Having a breakdown due to a mental illness, is life shattering. Everything you believed about yourself and the people and places around you is altered. I had an episode almost a year ago , and I am still picking up the pieces. So, how does one recover from a life changing event? I've had to revert to the basics and return to methods that cause healing.
Medication is the foundation to my recovery. My crippling anxiety is being treated with Buspar. I take 6 other psychotropic drugs to keep the symptoms of my mental illness at bay. When I was in the hospital I was started on Lithium. Because I was diagnosed with schizoaffectve disorder rather than bipolar disorder, my meds were changed and the approach to the new diagnosis altered.
The big change this time around is that I am attending a partial program. I started going 4 days a week and now am down to 2. It has been an opportunity to process the guilt, shame and horror that accompany a psychiatric event. I think I cried the first 4 months, and faced the fact that I was up against a seriously life changing episode.
The biggest feeling I have grappled with in all of this is fear. To be out of your mind and told later what you did or said is frightening. To harbor false beliefs and then act on them is not only humiliating but dangerous. I am afraid as I go through one of these episodes and terrified when I come out of one. For example; This episode I had the delusion the I was a political wiz. Now normally I am into politics and am a news junkie. But in the midst of this episode, I believed I had to share my knowledge with the public. Grandiosity plays a big part in my episodes!

_DATA FOR ANALYSIS_.
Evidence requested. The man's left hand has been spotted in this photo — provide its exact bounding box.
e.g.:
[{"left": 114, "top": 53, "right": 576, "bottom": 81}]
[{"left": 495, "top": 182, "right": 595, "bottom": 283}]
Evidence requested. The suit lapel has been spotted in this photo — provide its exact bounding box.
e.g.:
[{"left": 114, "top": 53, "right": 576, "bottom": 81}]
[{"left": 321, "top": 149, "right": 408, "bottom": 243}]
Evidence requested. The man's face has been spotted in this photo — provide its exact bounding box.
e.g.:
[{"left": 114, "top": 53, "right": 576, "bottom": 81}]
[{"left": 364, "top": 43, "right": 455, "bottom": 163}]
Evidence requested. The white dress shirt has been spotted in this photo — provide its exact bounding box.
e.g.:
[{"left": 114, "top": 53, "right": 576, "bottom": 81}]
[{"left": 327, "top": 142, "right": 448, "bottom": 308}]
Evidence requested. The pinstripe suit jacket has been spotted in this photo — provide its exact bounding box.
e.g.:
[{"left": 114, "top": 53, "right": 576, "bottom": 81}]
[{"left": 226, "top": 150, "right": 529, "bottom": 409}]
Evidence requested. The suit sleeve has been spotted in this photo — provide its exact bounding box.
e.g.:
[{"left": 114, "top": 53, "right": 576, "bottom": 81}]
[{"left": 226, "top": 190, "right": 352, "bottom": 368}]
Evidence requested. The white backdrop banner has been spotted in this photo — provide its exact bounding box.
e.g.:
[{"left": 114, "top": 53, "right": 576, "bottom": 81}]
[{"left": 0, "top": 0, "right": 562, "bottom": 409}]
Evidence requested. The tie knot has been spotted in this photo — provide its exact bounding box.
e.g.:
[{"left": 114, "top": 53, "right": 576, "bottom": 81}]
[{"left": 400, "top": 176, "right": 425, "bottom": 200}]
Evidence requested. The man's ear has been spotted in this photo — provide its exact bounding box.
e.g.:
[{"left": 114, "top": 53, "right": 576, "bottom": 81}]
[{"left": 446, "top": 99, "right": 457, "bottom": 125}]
---
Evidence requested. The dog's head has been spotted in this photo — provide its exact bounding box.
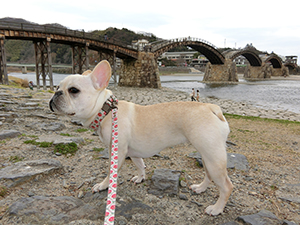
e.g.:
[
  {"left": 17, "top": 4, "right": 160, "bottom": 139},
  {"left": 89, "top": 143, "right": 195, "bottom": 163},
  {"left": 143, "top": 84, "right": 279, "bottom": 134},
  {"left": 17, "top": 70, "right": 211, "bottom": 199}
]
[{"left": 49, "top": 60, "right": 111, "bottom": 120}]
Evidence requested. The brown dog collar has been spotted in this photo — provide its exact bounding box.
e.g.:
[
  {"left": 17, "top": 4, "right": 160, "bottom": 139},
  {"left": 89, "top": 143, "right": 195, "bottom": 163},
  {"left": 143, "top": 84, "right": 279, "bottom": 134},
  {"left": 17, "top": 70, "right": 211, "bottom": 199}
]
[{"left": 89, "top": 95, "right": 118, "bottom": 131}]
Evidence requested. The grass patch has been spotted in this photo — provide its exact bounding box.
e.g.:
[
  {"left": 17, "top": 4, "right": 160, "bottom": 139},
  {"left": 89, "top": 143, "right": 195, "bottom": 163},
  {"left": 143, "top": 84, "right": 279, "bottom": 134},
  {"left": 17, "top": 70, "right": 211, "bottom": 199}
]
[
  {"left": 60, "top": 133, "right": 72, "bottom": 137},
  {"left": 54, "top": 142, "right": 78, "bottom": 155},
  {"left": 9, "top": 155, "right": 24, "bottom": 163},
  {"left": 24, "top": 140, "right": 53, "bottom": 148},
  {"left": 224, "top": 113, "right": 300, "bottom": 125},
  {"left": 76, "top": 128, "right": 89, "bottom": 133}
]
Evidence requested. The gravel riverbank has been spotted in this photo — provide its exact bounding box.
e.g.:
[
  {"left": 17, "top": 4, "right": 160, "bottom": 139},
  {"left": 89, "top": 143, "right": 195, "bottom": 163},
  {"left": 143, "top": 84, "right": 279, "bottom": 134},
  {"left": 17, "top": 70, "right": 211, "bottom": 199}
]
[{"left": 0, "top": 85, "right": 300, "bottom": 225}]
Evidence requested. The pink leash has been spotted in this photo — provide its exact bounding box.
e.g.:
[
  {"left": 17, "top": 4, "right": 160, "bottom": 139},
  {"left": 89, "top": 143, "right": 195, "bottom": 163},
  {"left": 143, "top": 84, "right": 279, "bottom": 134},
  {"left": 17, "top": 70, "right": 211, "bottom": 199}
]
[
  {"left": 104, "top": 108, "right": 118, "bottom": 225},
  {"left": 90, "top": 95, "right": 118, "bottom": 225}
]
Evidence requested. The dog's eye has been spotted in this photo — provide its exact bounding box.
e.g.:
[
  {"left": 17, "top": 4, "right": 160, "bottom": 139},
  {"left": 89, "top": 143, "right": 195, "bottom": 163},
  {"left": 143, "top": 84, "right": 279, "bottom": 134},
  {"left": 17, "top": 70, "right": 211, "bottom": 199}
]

_TASK INSTRUCTIONS_.
• a. In the passage about recovering from a mental illness breakdown, what drug is used to treat the writer's anxiety?
• b. Carry the passage about recovering from a mental illness breakdown forward from its last sentence.
The material is not needed.

_NUMBERED RESPONSES_.
• a. Buspar.

• b.
It has been a while since I posted. The act of writing is painful for me after an episode. It brings out all the emotions I have experienced and makes me face my fears. I am terrified of another episode and maybe that is why I stay silent. Writing has a way of drawing me out. If not for the prompting of a faithful friend, I wouldn't try to do this blog again. Too painful! Writing however may be my salvation and a help to someone else. If you are struggling or know someone challenged by a mental illness , I hope you find solace in my experience. Like me, hold on to the hope of a better day, and a life overcoming mental illness.